# EXERCISE BRIEF:
Everything from the line that contains "the trophy plinth" through the final line of the records should be written out exactly, and nothing outside that span.

Coordinate annotation records
----
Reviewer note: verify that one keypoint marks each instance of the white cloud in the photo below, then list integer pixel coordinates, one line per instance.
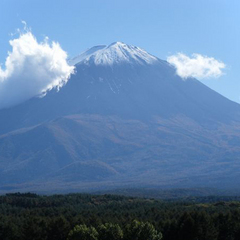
(197, 66)
(31, 69)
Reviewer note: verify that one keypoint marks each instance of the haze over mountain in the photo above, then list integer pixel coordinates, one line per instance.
(125, 118)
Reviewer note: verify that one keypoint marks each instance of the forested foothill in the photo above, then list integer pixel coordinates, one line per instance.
(28, 216)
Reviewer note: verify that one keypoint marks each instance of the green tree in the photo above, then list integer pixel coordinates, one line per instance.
(109, 231)
(142, 231)
(82, 232)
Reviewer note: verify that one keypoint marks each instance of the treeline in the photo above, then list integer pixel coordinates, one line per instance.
(91, 217)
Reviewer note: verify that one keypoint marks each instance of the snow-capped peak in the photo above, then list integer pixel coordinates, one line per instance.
(115, 53)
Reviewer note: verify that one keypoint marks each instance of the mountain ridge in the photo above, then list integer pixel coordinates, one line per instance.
(131, 123)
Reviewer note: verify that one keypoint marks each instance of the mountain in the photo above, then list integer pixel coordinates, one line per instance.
(124, 119)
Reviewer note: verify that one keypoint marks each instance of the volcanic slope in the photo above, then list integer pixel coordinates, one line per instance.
(123, 119)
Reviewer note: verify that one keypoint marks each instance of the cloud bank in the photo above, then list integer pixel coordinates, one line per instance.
(197, 66)
(31, 69)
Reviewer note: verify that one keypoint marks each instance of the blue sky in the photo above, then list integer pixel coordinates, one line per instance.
(162, 27)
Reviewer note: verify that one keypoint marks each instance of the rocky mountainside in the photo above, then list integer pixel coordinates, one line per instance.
(123, 119)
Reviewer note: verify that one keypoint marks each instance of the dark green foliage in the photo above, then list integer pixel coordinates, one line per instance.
(142, 231)
(110, 231)
(111, 217)
(82, 232)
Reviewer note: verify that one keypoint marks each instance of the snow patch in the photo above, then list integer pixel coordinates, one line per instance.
(115, 53)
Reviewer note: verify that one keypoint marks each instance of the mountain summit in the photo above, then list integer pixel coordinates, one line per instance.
(115, 53)
(123, 119)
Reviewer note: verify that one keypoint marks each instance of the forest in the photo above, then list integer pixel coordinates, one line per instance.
(28, 216)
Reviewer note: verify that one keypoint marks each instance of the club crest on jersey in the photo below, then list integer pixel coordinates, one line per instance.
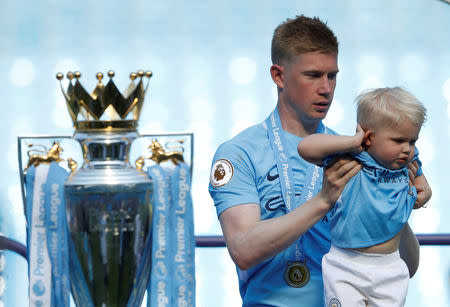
(221, 173)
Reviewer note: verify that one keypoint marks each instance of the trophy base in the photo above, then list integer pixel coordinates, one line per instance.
(109, 226)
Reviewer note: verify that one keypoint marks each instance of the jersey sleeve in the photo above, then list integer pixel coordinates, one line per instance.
(232, 178)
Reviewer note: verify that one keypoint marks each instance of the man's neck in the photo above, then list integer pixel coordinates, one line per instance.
(296, 124)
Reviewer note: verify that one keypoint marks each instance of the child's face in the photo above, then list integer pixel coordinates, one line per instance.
(393, 147)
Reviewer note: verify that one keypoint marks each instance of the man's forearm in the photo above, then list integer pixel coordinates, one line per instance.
(409, 249)
(316, 147)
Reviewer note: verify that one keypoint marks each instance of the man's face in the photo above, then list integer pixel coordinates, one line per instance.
(308, 85)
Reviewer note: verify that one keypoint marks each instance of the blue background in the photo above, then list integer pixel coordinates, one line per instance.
(211, 64)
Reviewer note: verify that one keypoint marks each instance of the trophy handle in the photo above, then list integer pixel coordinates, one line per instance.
(51, 155)
(32, 151)
(159, 154)
(178, 148)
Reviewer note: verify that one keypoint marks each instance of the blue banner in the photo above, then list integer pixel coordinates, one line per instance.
(173, 268)
(158, 292)
(56, 230)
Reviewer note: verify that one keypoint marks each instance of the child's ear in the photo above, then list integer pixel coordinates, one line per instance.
(367, 139)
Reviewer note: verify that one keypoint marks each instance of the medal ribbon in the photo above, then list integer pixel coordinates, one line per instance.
(313, 173)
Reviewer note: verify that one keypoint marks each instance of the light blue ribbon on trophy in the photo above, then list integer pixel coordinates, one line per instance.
(159, 289)
(183, 239)
(173, 252)
(56, 229)
(297, 273)
(39, 265)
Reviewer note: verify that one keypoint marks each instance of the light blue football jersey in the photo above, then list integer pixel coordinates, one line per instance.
(244, 171)
(374, 206)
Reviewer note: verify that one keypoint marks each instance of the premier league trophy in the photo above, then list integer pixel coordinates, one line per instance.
(108, 207)
(106, 230)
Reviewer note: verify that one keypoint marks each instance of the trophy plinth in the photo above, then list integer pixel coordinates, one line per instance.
(109, 217)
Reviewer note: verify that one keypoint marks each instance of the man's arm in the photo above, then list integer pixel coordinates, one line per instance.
(251, 240)
(409, 245)
(409, 249)
(421, 184)
(316, 147)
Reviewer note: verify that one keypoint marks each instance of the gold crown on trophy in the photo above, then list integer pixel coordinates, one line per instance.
(106, 108)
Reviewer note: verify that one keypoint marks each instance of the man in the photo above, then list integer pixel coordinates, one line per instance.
(272, 205)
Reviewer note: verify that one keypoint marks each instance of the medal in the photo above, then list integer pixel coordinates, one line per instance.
(297, 274)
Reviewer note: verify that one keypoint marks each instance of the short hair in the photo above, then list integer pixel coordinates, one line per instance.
(301, 35)
(387, 106)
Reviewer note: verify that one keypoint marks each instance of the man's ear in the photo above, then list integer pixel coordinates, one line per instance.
(277, 74)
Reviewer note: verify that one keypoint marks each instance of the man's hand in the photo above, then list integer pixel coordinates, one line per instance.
(336, 175)
(421, 184)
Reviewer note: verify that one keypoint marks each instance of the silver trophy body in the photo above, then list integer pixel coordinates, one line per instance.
(109, 215)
----
# FINISHED EXERCISE:
Reviewer note: verify that one keypoint marks each instance of the trophy plinth in the photo above, then list integer pixel coordinates, one line per instance.
(109, 217)
Reviewer note: verify that one keypoint marks each instance of the man's arm in the photo above, then list integer pixel coordinates, one line per instance.
(251, 240)
(409, 245)
(409, 249)
(421, 184)
(316, 147)
Reviewer note: verify that one keypoint marks each instance of the gold crown on trophy in the photo above, then list integer pixel coordinates, one line per instance.
(106, 108)
Reviewer note: verify that one keypoint marks each instance of the man in the photo above, then list integer pixel coordinates, one line per instance.
(272, 205)
Reviewer note: verify that one keypoint marks each instance of the medal in the photo above, then list integer pixel coordinates, one line per instance.
(297, 274)
Reviewer note: verify that one keypoint marks each instance of the short hair in the photo above, then list integer pixel coordinates, one line per instance.
(301, 35)
(387, 106)
Reviewer note: verify that one keypoint marks each instance of the man's ear in the photo above, then list integer pixel coordinates, one line per instance.
(277, 74)
Reviewer note: verify that one keypoint marks each instance of the man's hand in the photo above, then list integer pixel coordinates, one line per instance.
(336, 175)
(421, 184)
Reviewer note: verify that one keypoint marks each instance of the silver trophy body in the photo above, then list integer pixel coordinates, one line per instance.
(109, 215)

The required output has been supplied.